* _OBJECTIF_: Mettez toutes les lignes du listing ci-dessous sous forme de liste numérotée, en omettant les lignes vides.

* _JEU DE DONNÉES_:
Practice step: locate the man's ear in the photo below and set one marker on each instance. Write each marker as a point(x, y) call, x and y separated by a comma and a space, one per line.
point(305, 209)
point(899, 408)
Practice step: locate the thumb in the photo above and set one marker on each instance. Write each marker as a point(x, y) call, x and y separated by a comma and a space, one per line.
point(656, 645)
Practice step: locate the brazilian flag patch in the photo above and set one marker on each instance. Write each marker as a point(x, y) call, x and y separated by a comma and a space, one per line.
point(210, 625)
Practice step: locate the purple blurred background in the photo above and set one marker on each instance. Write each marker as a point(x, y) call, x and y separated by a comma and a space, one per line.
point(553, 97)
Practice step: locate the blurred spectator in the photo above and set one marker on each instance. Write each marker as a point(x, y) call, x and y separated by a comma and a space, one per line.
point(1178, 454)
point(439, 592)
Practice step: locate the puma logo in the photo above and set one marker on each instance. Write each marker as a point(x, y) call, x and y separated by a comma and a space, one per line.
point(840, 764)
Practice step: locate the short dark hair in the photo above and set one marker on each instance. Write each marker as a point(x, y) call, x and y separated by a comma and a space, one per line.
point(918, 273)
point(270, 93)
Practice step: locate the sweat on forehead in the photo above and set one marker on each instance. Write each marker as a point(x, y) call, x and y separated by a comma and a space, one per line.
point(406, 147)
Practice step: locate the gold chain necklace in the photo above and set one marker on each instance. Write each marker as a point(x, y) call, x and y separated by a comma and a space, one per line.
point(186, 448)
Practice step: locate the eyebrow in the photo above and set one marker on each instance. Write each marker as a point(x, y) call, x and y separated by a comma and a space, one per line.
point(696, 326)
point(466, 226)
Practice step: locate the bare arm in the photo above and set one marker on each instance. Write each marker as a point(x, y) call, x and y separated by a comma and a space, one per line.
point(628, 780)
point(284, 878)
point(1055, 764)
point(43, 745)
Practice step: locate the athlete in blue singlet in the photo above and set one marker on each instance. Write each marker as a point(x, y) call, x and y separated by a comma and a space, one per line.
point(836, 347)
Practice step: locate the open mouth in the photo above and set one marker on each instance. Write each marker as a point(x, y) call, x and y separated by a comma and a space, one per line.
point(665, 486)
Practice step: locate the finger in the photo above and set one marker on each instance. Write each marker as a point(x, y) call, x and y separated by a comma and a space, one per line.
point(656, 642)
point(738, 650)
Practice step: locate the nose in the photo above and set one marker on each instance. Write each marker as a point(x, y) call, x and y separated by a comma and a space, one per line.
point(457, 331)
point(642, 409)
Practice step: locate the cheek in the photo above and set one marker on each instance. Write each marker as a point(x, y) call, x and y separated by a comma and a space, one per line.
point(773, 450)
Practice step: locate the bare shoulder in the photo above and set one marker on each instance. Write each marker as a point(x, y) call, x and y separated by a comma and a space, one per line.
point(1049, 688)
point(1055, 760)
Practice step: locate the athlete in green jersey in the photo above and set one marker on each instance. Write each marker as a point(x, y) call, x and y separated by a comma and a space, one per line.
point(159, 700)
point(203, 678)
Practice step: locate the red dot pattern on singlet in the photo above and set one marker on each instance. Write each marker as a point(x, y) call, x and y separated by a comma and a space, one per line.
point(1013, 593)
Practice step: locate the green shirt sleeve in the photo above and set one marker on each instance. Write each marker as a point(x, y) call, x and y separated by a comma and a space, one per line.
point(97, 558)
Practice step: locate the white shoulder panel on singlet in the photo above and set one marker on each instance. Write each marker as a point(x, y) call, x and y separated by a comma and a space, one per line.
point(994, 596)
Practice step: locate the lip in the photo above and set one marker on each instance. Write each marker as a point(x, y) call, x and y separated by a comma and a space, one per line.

* _RÉPONSE À L'EXERCICE_:
1. Practice step: locate the man's ear in the photo below and set one marker on each instance. Write each marker as a point(x, y) call, x and y separated by a comma and a space, one per line.
2. point(305, 209)
3. point(899, 408)
4. Practice step: locate the thumb in the photo above and set one marker on each instance. Write each marker as a point(x, y) call, x and y separated by a comma and a space, one per line.
5. point(656, 645)
6. Practice step: locate the brazilian flag patch in the photo above and set one marker on each instance. Write each marker as a point(x, y) call, x and y separated by a comma and a space, one per line.
7. point(210, 625)
8. Practice step: locate the purple blurred background in the photo above and set one marker on each instance. Write each marker as a point(x, y) call, x and y separated by a comma and a space, one per line.
9. point(553, 97)
10. Practice step: locate the blurred spectator in the photo above and set one marker on each instance. Write each marker as a point(x, y) call, x and y separated by a comma and a space, one per line.
11. point(1178, 454)
12. point(439, 592)
13. Practice step: locate the puma logo in the photo above and set one marker on each instance. Write each marker as a point(x, y) call, x and y separated by a comma and a space, one per line.
14. point(840, 764)
15. Practice step: locate the short dark hair in the photo above and set one marker on each instance. Write each marker as a point(x, y) call, x and y separated by a comma and a space, one per line.
16. point(918, 273)
17. point(270, 93)
18. Practice step: locate the sweat on forehead in the photo above and set one marker on each instance. Write each marker as a point(x, y) call, x and y separated by a comma and a space, one per line.
19. point(406, 147)
20. Practice step: locate the gold chain necklace in the photo above and set one marker on each instance. Write each marker as a point(x, y) call, x and y separated by a comma and a space, one per line.
21. point(186, 448)
22. Practice step: locate the eyebrow in the photo above and set one marker on each instance. Write each marker as a point(x, y) call, x and y separated by a comma and a space, one per line.
23. point(696, 326)
24. point(466, 226)
25. Practice step: locate the bare arm in the photo above and set one marker on each instance. Write each marker as a point(x, y) call, x and y separated by a comma and a space, one per line.
26. point(628, 780)
27. point(284, 878)
28. point(1055, 764)
29. point(43, 745)
30. Practice step: locate the athlete in blue singlet in the photo above and set one marker on each instance. Write each marker as a point(x, y) call, x and y separated by a comma and a space, one per line.
31. point(836, 347)
32. Practice step: locate the open mouth in the photo above and set one marker on each instance. Write each marker as a point(x, y) call, x and y separated by a comma and a space, one per line.
33. point(665, 486)
34. Practice step: locate the finger in the photo above and set one marker on each instance. Write each marker as a point(x, y) call, x and y separated by a comma and a space, one per line.
35. point(656, 642)
36. point(738, 650)
37. Practice step: locate the nose in the photo above and set one marker on each instance. Write each marker as a point(x, y) call, x and y separated by a comma and a space, one per line.
38. point(457, 331)
39. point(642, 409)
40. Practice step: locate the cheek in the photo above and set one marker on each instance. Write each marker as a point(x, y) call, x and y separated by a comma and a space, one per line.
41. point(773, 450)
42. Practice step: locate the bare shoulder in the photo above and set one marker on each instance. Write each marker as a point(x, y) call, x and y separated by a comma and a space, one per line.
43. point(1049, 688)
44. point(1055, 760)
45. Practice step: locate the athlete in green jersey in the photo above and set one marker on each instance. Write each marker as a point(x, y) call, x and y separated by a comma and a space, one per line.
46. point(159, 700)
47. point(203, 678)
48. Practice step: locate the red dot pattern on singlet in the photo above and set one marker on each instance. Write each marker as a point(x, y) call, x and y separated by a comma and a space, one per line.
49. point(1013, 593)
50. Practice step: locate the green shirt sleeve in the photo above and set one marker on each instance. Write each marker as a point(x, y) call, x and y separated by a comma and a space, one per line.
51. point(97, 558)
52. Practice step: locate the white shoulder panel on singlet in the photo above and set one marker on each instance. Write each marker as a point(x, y) call, x and y separated by a comma and a space, one per line.
53. point(994, 596)
54. Practice step: locate the lip in the photo above and set one marker on each instance. Write each marker as a point(x, y) call, x and y separated by a comma and a space, one per line.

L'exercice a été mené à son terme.